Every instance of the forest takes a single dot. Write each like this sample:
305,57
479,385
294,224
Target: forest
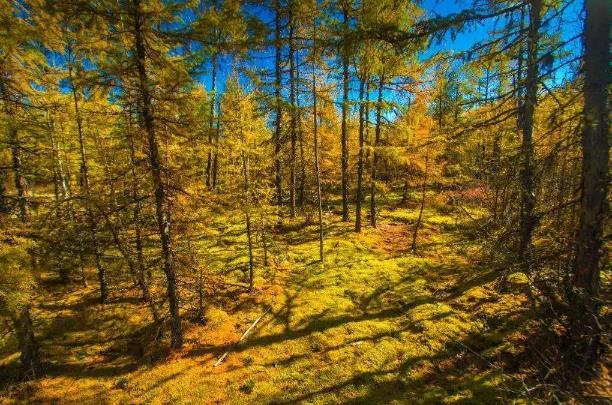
________
## [SET EXERCISE]
Please convert the data above into a Markdown table with the columns No. and Text. Give each line its own numbered row, skip blank lines, and leave out the pictures.

## [TASK SOLUTION]
| No. | Text |
|---|---|
| 1 | Every instance of the forest takes a single dot. Write each like this sample: |
| 2 | 305,57 |
| 3 | 479,385 |
| 4 | 294,224 |
| 5 | Target: forest |